-- Ejercicios propuestos --
#1 En el texto sobre el hambre, ¿cuál es el único reparo que se le pone a la comida servida durante el ingreso?
#2 Prolongue el texto sobre el hambre a partir de su última oración.

-- Texto proporcionado --
Diario del miedo: El Hambre

El hambre transforma; en este caso para bien. Verlo con apetito, comiendo con deseos, queriendo más, era la mejor prueba de que saldríamos de allí mejor que como entramos

Todo el mundo coincide en que si tienes apetito estás bien. Para muchas personas sentirse mal está conectado con dejar de comer; algo pasa a nivel gástrico, metabólico, que no podría explicar científicamente. No me ha pasado mucho, es la verdad verdadera: soy hija de mi padre, que incluso los “empachos” se los curaba comiendo.

Esto quiere decir que ni en la primera semana ni en la segunda, la del ingreso, esta cubana dejó de alimentarse. Ya te conté que los primeros siete días hacía unos caldos anti-COVID pa´ chuparse los dedos. Obvio que no hay evidencias de ello, porque ni Eric ni yo teníamos sentido del gusto. De hecho, casi 30 días después, el mío todavía no regresa.

Sigo cocinando a rumbo, las papilas gustativas apenas me sirven para determinar sal y dulzor, nada más. Pero como tengo una memoria “comidística” bastante buena, me como una aceituna sabiendo perfectamente a qué sabe, sin cogerle el gusto. ¿Qué cosa loca verdad?

En fin, que después de una semana de caldos sustanciosos nos fuimos al ingreso y mi estómago tenía ciertos temores. Pero, así como en la Escuela del Partido faltaron algunos aseguramientos de los que ya te conté, tengo que decir, con total honestidad, que la comida siempre fue muy buena. Muy buena, sí. ¿O acaso carne de res, sopa de res, arroz, fufú de plátano y ensalada no es una gran cosa? Bien elaborada, además. La única pega que puedo ponerle es la cantidad, aunque estoy consciente de que no todos tienen el mismo apetito que yo. Vamos, que estas libras que me sobran no son de aire ni de agua, eso está clarísimo.

Los voluntarios que repartían la comida y las meriendas llegaban rayando el horario del hambre, con un carrito repleto de platos servidos y envueltos en jabas de nailon. Siempre con buen ánimo, sin desesperos cuando nos demorábamos en buscar los vasos para el jugo o la leche del desayuno. Todo desechable: plato, vaso, cubiertos, jaba. No puedo imaginar cuánto está costando ahora mismo, solo, servir los alimentos en los cientos de centros de aislamiento y hospitales de este país. Hay costos de la pandemia que no se cuentan y, sin embargo, cuestan.

He visto en redes sociales otras historias menos felices con la comida. Y lo único que puedo pensar es que quienes tienen el encargo de cocinar para enfermos no lo estén haciendo con el amor y la entrega que se necesitan. Sería tristísimo comprobarlo, pues como estamos, un día eres cocinero y al siguiente paciente. Sería muy mal karma caer en “el plato” de alguien que cocina sin deseos.

-- Datos recopilados --
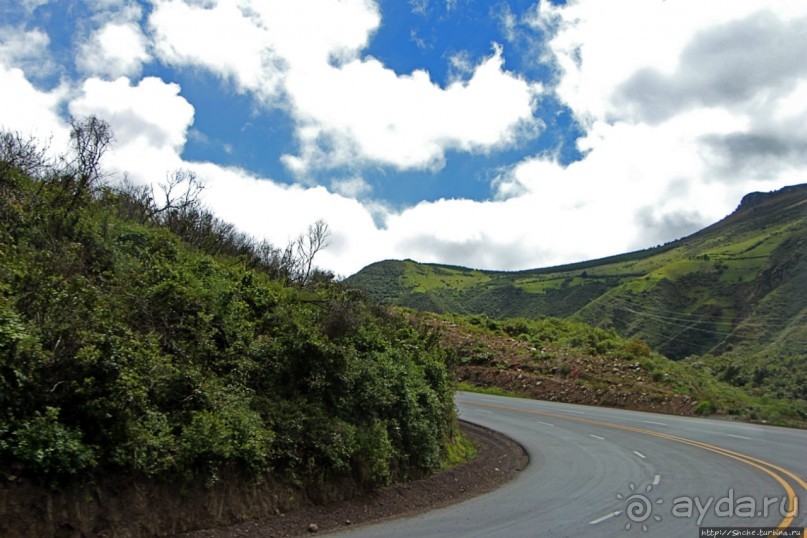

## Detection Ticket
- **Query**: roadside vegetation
[432,311,807,427]
[0,118,472,488]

-- Respuestas redactadas --
#1 La cantidad.

#2
La buena comida que nos dieron en la Escuela del Partido evitó, además, que nuestras familias se deshicieran en atenciones y trataran de hacernos llegar otros alimentos. Yo no quería, desde el principio, esa lucha de pozuelos y mensajeros; además, el reglamento disciplinario no habría permitido ese trasiego. En honor a la verdad, no hizo falta.

Eric los primeros tres días estaba medio inapetente, para como es él normalmente. Se lo comía todo, pero cuando yo “luchaba” un segundo plato (y lo hice más de una vez), nunca quería más.

Eso empezó a cambiar el jueves, el día en que empezó su franca recuperación. Compartimos un segundo plato y ya a la hora del hambre llegaba, exactamente, con hambre, lo mismo en el almuerzo que en la merienda antes de dormir.

Es increíble cómo cambia el cuerpo, la mente. El hambre transforma; en este caso para bien. Verlo con apetito, comiendo con deseos, queriendo más, era la mejor prueba de que saldríamos de allí mejor que como entramos. Sobre todo, él, que siempre estuvo peor.

De regreso a casa los dos tenemos unas ganas de comer, francamente, preocupante. Eric dice que es el esteroide, yo digo que es la salud. A las 10:00 de la mañana pone a hacer el arroz, “por si se va la corriente”, aunque en verdad parece más que es por adelantarse. Compra aguacate, plátano, calabaza desde el balcón y dice que la comida está rica, sabrosa. Por primera vez en nuestras vidas estamos comiendo a las 7:00 de la noche. A ese paso recuperará de un tirón las libras que la COVID-19 le quitó.

A mi esa maldita no me rebajó ni una.